### EXERCICE PROPOSÉ A:
D'après l'extrait du document, pourquoi l'exemple de la Samaritaine est-il particulièrement illustratif ? Répondez en une à trois phrases.

### EXTRAIT DU DOCUMENT:
..........
Mais, comme me le répète souvent mon manager “On ne donne pas à boire à un âne qui n’a pas soif”. Il faut que ce soit lui qui nous le demande et pour cela, il faut qu’il en ait envie.
L’exemple de la Samaritaine est particulièrement illustratif : elle ne semblait pas avoir de besoin spirituel particulier. Elle semblait ne se soucier que de ses petits problèmes quotidiens, comme ne pas aller trop souvent au puits. Mais le Christ lui a montré un chemin plus élevé : il lui a donné soif, il lui a fait désirer “l’eau vive”. Et c’est elle qui, après, lui a demandé de rester avec eux.
Le mariage a une véritable valeur spirituelle, qu’Osée découvre et que St Paul révélera pleinement : l’amour de Dieu s’apparente à des noces.
“Pour décrire la nouvelle intervention divine qui réparera et consommera l’histoire de son peuple, il va introduire une image destinée à un immense avenir. C’est l’image des noces, figuration toute spontanée de son intuition révélatrice de la hésèd, de l’amour miséricordieux de Yahve, telle que celle-ci avait jailli de sa propre existence. […]
Je te fiancerai à moi pour toujours;
je te fiancerai à moi dans la justice et le jugement;
dans la grâce et la tendresse;
je te fiancerai à moi dans la fidélité
et tu connaîtras Yahvé.” (Louis Boyer) 5Louis Bouyer, La Bible et l’Évangile, p69, Cerf.
..........
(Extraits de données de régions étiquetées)
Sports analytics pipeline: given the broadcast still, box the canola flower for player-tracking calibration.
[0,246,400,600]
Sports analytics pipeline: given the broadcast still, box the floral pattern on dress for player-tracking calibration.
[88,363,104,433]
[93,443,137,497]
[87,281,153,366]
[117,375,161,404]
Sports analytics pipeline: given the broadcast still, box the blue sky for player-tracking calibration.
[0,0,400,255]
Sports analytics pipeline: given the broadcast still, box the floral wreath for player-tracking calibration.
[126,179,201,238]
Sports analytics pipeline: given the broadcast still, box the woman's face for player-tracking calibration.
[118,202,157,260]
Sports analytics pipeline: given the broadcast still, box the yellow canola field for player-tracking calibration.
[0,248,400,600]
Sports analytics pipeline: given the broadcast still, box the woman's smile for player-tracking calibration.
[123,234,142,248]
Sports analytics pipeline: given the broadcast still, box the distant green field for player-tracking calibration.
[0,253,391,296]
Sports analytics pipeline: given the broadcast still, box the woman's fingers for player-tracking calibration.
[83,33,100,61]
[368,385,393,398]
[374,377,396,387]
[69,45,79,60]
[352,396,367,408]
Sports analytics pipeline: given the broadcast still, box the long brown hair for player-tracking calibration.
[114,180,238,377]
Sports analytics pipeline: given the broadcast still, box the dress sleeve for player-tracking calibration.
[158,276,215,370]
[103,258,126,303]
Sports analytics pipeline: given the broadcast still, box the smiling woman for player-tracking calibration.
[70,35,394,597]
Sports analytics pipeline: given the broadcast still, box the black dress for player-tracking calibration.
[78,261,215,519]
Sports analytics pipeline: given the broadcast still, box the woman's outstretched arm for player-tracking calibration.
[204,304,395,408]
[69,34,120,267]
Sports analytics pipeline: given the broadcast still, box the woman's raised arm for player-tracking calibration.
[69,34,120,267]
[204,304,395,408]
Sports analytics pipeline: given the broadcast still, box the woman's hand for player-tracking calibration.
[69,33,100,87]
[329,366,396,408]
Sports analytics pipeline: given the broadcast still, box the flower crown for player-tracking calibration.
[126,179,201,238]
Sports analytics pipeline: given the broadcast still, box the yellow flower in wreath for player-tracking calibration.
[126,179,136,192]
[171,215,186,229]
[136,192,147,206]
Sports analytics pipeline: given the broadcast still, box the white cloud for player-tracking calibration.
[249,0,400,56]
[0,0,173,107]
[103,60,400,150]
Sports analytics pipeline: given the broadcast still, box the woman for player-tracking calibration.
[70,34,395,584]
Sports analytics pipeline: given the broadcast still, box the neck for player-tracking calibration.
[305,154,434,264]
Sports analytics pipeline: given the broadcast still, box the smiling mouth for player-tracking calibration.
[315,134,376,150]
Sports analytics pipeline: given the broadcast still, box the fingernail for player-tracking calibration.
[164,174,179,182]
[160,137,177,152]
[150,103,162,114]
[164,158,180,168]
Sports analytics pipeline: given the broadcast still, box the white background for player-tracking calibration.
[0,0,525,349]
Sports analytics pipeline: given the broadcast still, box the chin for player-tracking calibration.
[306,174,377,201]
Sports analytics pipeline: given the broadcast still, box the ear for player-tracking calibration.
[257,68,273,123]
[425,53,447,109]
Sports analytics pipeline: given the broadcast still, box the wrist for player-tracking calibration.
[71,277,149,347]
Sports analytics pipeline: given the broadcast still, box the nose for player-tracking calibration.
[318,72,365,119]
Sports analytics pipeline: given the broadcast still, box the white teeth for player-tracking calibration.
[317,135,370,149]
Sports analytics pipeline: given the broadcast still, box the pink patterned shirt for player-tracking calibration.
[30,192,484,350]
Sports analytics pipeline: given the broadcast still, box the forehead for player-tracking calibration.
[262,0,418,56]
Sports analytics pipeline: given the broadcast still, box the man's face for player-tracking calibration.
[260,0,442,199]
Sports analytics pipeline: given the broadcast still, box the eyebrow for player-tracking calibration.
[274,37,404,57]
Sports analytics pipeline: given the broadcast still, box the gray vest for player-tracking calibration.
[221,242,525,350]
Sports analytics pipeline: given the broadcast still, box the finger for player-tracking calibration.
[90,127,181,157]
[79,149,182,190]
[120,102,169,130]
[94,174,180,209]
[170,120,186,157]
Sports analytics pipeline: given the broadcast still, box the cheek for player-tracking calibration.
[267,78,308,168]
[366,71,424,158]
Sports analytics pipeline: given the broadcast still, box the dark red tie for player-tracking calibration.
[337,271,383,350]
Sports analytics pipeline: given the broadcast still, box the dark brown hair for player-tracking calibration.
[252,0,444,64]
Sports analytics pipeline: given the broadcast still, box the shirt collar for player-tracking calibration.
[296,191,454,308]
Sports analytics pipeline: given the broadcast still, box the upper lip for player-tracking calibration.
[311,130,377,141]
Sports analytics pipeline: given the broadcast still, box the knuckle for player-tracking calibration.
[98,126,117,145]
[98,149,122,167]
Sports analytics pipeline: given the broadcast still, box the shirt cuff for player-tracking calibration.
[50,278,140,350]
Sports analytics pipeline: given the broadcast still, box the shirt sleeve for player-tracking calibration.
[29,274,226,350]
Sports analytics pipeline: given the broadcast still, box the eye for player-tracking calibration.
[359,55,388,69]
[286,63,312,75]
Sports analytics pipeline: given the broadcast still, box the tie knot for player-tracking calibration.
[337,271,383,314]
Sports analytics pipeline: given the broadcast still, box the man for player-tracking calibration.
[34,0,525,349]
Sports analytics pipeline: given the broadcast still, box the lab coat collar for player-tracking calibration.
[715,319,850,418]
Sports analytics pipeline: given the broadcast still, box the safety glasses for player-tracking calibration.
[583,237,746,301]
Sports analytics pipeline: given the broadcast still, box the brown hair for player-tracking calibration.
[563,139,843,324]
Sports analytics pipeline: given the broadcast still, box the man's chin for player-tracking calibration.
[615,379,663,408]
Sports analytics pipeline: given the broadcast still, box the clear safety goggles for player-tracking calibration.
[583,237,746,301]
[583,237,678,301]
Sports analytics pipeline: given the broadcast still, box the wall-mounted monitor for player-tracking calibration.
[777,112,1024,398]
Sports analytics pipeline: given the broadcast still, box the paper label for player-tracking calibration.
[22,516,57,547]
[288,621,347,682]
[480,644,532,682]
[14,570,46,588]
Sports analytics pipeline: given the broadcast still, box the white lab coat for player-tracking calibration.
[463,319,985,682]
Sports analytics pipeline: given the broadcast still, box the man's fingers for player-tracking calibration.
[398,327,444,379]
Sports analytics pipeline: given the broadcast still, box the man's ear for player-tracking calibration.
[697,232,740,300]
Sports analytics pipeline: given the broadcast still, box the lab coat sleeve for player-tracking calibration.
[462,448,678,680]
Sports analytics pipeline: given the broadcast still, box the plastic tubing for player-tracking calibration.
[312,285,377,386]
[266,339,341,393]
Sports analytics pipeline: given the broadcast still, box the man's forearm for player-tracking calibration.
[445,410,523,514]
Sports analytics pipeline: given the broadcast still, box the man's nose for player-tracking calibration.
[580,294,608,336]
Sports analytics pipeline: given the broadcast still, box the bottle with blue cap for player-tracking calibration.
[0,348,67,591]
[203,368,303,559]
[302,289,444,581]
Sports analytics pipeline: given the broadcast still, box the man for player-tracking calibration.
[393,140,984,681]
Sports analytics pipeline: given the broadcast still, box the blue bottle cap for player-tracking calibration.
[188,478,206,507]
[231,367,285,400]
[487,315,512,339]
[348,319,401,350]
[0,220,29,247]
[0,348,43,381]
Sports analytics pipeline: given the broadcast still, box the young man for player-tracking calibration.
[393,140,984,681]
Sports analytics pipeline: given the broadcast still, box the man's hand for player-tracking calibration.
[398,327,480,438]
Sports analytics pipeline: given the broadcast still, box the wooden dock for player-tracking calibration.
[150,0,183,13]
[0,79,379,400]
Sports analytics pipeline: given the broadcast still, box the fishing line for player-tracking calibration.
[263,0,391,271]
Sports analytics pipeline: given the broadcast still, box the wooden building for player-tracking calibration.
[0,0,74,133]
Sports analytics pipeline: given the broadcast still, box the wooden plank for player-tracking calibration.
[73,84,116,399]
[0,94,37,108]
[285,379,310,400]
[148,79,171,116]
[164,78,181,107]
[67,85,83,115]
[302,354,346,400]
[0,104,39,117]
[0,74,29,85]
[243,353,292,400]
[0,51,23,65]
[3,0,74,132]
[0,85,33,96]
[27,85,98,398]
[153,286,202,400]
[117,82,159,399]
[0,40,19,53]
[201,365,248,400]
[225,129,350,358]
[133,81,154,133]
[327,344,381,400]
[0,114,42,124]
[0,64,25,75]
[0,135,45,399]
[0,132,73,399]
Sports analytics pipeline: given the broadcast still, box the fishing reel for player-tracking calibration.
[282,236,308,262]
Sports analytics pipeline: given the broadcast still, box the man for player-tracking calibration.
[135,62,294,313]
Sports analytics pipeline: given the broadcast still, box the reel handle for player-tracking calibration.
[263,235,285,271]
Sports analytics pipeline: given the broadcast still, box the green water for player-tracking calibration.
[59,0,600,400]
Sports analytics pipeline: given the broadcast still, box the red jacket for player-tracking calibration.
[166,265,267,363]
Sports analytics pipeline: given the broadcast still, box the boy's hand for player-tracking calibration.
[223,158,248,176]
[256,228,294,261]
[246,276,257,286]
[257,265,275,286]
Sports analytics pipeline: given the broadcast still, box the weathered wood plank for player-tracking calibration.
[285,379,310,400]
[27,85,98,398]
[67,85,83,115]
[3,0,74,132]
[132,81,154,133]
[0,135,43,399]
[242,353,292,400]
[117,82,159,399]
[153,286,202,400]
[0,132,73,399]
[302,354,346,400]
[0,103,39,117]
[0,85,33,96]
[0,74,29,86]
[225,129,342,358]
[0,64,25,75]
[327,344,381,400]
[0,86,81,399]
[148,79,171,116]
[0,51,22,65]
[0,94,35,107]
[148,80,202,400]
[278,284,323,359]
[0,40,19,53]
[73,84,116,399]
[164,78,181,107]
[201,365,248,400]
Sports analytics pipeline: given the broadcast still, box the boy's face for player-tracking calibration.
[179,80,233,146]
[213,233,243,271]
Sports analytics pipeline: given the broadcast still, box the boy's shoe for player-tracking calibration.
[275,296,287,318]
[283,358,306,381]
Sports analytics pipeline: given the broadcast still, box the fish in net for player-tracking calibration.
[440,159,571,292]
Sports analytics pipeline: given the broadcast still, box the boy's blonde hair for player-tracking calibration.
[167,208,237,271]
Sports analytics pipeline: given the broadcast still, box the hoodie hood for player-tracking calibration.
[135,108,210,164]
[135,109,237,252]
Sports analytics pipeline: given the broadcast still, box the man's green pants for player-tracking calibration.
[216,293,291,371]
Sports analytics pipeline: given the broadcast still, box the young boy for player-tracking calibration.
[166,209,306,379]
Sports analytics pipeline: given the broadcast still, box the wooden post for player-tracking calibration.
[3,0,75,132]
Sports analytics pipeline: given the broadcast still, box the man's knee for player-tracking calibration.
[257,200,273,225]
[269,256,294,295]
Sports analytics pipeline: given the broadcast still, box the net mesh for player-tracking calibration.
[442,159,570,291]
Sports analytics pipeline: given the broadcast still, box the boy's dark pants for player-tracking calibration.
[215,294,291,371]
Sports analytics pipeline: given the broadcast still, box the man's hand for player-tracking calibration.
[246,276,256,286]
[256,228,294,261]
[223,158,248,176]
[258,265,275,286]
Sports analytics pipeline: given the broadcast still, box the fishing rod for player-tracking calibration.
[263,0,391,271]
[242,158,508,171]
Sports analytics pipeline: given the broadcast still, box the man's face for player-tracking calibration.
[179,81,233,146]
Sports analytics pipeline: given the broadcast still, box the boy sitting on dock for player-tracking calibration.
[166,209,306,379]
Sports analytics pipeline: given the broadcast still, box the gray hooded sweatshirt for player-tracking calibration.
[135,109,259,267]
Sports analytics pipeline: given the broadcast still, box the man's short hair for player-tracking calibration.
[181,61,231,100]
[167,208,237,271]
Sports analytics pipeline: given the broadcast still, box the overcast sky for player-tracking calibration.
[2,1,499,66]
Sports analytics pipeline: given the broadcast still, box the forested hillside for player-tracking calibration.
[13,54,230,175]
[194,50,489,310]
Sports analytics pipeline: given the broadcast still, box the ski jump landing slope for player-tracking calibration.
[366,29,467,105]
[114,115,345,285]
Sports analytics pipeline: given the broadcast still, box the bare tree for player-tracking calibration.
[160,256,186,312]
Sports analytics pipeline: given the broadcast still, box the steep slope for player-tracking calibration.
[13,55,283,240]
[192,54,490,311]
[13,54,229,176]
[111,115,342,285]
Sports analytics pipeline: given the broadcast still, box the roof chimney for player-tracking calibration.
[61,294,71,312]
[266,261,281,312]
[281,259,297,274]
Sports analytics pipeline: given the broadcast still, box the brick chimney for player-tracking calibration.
..........
### EXERCICE PROPOSÉ B:
Recopiez la partie des enregistrements qui commence à la ligne contenant « hood for player-tracking calibration. » et se termine à la ligne contenant « [216,293,291,371] », ces deux lignes comprises.

### RÉSULTAT OBTENU A:
Elle ne semblait avoir aucun besoin spirituel particulier et ne se souciait que de ses petits problèmes quotidiens, comme ne pas aller trop souvent au puits. Le Christ lui a pourtant donné soif en lui faisant désirer « l'eau vive ». C'est ensuite elle qui lui a demandé de rester avec eux.

### RÉSULTAT OBTENU B:
Sports analytics pipeline: given the broadcast still, box the hoodie hood for player-tracking calibration.
[135,108,210,164]
[135,109,237,252]
Sports analytics pipeline: given the broadcast still, box the man's green pants for player-tracking calibration.
[216,293,291,371]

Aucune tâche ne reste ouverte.